DATA FOR THIS EXERCISE
——————
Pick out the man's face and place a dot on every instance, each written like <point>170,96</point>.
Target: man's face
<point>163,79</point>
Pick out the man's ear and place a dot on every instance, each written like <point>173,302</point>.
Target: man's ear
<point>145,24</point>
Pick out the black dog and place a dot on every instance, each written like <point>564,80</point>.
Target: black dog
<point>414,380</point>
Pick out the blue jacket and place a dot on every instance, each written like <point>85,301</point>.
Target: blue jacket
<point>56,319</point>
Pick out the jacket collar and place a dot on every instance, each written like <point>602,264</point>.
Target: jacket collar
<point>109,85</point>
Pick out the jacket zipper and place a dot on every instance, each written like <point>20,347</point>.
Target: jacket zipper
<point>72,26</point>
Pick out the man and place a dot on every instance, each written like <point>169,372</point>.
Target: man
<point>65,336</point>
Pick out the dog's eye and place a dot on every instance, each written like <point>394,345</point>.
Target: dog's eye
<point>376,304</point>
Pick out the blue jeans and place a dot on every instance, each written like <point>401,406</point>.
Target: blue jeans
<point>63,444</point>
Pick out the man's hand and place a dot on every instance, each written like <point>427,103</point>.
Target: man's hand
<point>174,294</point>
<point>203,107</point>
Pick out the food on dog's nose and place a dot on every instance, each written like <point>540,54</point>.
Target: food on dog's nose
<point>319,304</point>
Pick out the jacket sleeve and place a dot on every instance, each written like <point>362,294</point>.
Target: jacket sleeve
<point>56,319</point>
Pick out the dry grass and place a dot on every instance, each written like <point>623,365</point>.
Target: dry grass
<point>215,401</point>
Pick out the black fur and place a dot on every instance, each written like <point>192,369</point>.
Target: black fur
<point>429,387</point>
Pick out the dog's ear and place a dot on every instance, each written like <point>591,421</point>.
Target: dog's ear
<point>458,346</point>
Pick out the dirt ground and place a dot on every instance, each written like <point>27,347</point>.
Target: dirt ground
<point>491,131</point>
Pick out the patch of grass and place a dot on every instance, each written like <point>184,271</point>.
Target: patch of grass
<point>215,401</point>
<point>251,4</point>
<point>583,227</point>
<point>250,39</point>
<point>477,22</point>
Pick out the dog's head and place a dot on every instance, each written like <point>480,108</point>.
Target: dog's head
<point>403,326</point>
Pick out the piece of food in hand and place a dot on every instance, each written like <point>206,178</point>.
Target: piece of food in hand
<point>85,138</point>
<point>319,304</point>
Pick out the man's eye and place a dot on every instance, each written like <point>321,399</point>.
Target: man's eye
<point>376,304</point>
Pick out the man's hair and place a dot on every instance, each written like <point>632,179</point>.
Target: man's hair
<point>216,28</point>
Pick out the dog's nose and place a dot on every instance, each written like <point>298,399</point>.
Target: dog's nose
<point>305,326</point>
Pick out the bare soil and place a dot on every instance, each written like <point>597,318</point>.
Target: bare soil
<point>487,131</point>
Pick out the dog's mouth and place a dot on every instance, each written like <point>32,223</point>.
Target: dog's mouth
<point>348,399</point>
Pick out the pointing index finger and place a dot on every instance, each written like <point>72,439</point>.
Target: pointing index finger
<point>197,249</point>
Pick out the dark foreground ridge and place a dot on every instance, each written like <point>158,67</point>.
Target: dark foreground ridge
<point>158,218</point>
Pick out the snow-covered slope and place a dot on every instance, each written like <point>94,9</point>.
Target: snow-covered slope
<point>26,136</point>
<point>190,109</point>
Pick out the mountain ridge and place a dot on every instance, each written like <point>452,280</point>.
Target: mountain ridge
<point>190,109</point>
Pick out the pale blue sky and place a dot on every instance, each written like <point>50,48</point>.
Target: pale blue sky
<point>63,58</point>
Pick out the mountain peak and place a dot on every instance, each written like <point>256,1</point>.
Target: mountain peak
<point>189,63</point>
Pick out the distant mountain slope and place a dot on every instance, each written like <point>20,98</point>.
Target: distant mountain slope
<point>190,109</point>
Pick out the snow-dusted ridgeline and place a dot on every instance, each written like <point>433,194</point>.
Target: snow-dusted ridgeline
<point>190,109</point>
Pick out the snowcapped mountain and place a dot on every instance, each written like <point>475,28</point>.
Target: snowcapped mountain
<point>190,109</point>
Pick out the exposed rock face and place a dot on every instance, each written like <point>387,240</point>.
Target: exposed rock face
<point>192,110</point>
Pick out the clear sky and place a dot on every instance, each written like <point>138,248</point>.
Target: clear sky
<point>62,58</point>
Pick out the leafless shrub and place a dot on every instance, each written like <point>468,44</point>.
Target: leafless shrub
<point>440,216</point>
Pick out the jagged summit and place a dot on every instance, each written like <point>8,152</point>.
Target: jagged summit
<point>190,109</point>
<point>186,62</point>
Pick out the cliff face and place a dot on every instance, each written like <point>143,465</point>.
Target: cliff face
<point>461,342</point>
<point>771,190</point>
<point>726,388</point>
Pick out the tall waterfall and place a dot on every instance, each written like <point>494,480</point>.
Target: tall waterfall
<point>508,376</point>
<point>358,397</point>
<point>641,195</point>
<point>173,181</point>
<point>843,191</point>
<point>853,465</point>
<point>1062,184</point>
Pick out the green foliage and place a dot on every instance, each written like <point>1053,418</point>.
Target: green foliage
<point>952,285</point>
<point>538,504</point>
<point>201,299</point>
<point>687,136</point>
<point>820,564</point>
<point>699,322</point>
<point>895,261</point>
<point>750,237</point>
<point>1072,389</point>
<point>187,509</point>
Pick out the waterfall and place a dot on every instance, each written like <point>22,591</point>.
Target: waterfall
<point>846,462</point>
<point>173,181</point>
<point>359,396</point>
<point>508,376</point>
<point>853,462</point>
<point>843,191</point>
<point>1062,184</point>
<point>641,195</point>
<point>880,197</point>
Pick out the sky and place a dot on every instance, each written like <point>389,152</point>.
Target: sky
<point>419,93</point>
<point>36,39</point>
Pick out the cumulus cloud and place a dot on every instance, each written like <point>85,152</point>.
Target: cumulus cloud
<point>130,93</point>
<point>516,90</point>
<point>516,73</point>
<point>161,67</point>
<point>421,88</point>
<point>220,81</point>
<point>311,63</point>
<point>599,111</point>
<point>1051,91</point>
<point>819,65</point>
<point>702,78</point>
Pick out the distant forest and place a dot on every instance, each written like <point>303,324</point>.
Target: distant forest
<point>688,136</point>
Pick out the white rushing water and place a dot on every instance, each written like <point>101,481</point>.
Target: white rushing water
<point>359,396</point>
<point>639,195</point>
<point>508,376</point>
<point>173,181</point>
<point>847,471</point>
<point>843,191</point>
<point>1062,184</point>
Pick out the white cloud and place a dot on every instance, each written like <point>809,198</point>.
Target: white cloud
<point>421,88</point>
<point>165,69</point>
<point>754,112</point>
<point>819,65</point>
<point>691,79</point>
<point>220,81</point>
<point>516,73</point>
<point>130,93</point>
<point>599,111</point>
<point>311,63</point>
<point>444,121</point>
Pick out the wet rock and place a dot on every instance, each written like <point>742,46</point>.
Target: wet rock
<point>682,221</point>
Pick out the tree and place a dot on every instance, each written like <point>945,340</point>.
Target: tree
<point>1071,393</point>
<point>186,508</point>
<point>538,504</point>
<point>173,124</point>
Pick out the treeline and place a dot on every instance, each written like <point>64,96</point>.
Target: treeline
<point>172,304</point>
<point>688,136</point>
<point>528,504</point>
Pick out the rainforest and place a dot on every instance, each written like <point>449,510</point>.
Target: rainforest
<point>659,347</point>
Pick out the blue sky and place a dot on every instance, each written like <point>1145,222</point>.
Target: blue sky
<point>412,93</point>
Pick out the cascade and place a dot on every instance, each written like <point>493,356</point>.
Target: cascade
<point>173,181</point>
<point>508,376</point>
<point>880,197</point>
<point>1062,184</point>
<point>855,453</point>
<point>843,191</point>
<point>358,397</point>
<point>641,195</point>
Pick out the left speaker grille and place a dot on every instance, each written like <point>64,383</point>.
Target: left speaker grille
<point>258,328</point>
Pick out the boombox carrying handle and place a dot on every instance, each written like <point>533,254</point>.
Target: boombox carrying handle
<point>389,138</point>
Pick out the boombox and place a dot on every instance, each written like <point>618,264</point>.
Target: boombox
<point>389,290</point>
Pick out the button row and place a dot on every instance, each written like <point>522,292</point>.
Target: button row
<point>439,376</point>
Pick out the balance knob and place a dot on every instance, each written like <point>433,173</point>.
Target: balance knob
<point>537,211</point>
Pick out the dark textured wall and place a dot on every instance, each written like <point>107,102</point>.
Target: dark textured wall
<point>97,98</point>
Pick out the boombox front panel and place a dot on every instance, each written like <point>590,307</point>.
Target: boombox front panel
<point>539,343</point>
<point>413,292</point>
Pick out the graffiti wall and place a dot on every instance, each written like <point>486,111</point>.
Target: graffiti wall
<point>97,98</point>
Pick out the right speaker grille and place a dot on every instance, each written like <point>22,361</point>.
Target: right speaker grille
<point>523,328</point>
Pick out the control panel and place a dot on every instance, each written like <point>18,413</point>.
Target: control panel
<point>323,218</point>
——————
WRITTEN TASK
Please copy every line of the listing from the line containing "Pick out the balance" through the line containing "<point>413,292</point>", both ends included, and multiply each answer coordinate by 1.95, rounding to whole numbers with halves going up. Leave all other text and numbers unchanged, and give only those lines.

WRITTEN RESPONSE
Pick out the balance knob and place a dot on every instance, each written like <point>433,173</point>.
Target: balance knob
<point>1047,411</point>
Pick out the dark textured wall and place a dot on every instance, each written like <point>107,102</point>.
Target: dark textured wall
<point>189,191</point>
Pick out the boombox front panel and place a dot on every instance, each written like <point>590,307</point>.
Target: boombox front panel
<point>1051,669</point>
<point>805,569</point>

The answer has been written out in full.